Exercises:
A. In the roundup of biotech patent news, what patent number was Adherex Technologies Inc. issued?
B. Carry on the roundup of biotech patent news from where it stops.

Extract provided:
Adherex Technologies Inc., of Ottawa, Ontario, was issued U.S. Patent No. 6,610,821, providing specific protection for the activity of Adherex compounds on endothelial cells.

Amicus Therapeutics Inc., of New Brunswick, N.J., received U.S. Patent No. 6,599,919 for its method of restoring normal function to mutant proteins with therapeutic pharmacological chaperones. It consolidates the areas of coverage provided by the company's existing patent portfolio, which includes claims directed to treating both mutant and non-mutant enzymes, as well as broad intellectual property related to treating all lysosomal storage diseases.

BioVex Ltd., of Oxford, UK, received a notice of allowance for a patent related to the use of herpes simplex virus as a platform for antigen delivery for vaccine purposes, covering both direct in vivo and ex vivo applications of the technology. It specifically relates to modified versions of the virus that allow antigen delivery to dendritic cells combined with dendritic cell activation.

Dataset excerpts:

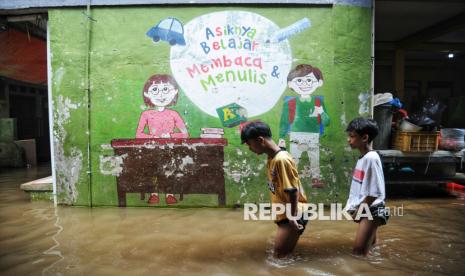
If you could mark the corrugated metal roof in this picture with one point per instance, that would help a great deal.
(23, 57)
(25, 4)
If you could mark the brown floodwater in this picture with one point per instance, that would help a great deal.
(37, 238)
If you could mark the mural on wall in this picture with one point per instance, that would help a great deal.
(161, 91)
(233, 60)
(162, 159)
(239, 59)
(170, 30)
(230, 66)
(304, 118)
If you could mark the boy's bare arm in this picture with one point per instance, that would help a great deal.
(367, 200)
(293, 198)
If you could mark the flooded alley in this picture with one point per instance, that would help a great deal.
(37, 238)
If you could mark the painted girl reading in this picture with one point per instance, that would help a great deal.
(159, 92)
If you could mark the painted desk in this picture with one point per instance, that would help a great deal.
(171, 165)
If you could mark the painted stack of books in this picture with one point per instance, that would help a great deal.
(212, 133)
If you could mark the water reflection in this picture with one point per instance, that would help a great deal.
(37, 238)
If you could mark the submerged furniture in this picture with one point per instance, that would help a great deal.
(171, 165)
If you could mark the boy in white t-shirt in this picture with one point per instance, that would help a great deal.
(367, 190)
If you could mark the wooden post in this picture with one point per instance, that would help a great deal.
(399, 74)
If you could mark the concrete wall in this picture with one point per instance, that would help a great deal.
(101, 61)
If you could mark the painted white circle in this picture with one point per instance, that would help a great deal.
(227, 59)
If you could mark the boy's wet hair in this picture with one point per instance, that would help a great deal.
(363, 126)
(254, 130)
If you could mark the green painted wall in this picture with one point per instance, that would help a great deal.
(109, 53)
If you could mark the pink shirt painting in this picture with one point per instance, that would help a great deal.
(161, 123)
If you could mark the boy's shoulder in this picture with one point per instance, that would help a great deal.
(372, 156)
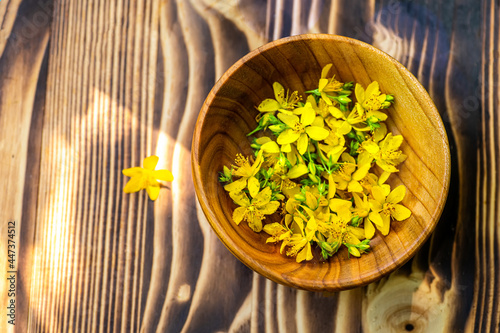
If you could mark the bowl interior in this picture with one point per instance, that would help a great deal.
(296, 62)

Response list:
A. U.S. Patent No. 6,610,821

B.
Draximage Inc., of Mississauga, Ontario, the radiopharmaceutical subsidiary of Draxis Health Inc., was granted U.S. Patent No. 6,623,721, describing the synthesis and application of a new family of molecules known as high affinity bifunctional chelators containing hydroxamic acid residues. The compounds have the potential to be developed as imaging and radiotherapeutic agents to diagnose and treat diseases, Draximage said.

Hybridon Inc., of Cambridge, Mass., was issued U.S. Patent No. 6,624,293 titled "Modified Protein Kinase A-Specific Oligonucleotides and Methods of Their Use," claiming second-generation antisense oligonucleotides targeting the RI alpha regulatory subunit of protein kinase A.

Incara Pharmaceuticals Corp., of Research Triangle Park, N.C., was granted U.S. Patent No. 6,583,132 titled "Oxidant Scavengers," describing a method of treating diseases resulting from degradation of nitric oxide and accumulation of peroxynitrite by administration of a catalytic antioxidant compound. A prominent theory of Lou Gehrig's disease is that accumulation of peroxynitrite plays a causative role in the destruction of motor neurons, Incara said.

Mirus Corp., of Madison, Wis., was awarded U.S. Patent No. 6,627,616, covering bloodstream-mediated delivery of DNA and RNA to target tissues in mammals.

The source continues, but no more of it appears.